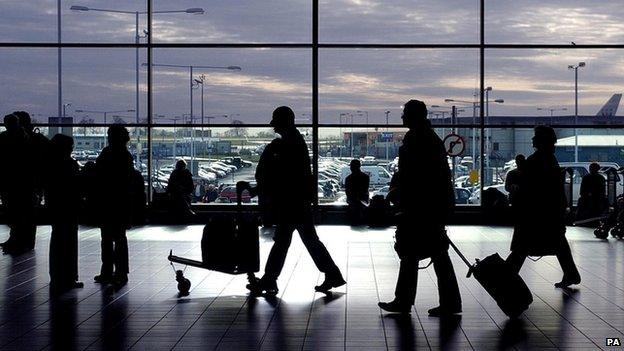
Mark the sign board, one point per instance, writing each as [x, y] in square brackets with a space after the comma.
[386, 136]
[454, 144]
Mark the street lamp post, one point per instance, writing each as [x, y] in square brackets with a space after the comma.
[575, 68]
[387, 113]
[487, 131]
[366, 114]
* * *
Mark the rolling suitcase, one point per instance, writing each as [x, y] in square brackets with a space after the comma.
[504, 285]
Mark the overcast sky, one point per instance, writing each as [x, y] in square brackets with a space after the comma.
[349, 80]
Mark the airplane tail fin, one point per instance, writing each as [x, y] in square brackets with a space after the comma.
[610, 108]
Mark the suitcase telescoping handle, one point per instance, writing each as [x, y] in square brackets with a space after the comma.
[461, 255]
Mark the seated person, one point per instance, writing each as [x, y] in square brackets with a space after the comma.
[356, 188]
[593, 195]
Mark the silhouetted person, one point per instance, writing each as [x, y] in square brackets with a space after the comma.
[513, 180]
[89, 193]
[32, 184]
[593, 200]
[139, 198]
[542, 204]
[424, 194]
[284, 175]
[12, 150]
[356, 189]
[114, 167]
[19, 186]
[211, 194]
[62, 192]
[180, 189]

Your goal: Which lines of the listing above contain the word "suitcase"? Report each of them in full.

Answer to this exercise:
Mark the rolling suitcase, one point per instance, writing each as [x, y] in square brackets with a space after the comma.
Mark the suitcase telescoping handle, one point per instance, writing each as [x, y] in square brackets with a space after the comma.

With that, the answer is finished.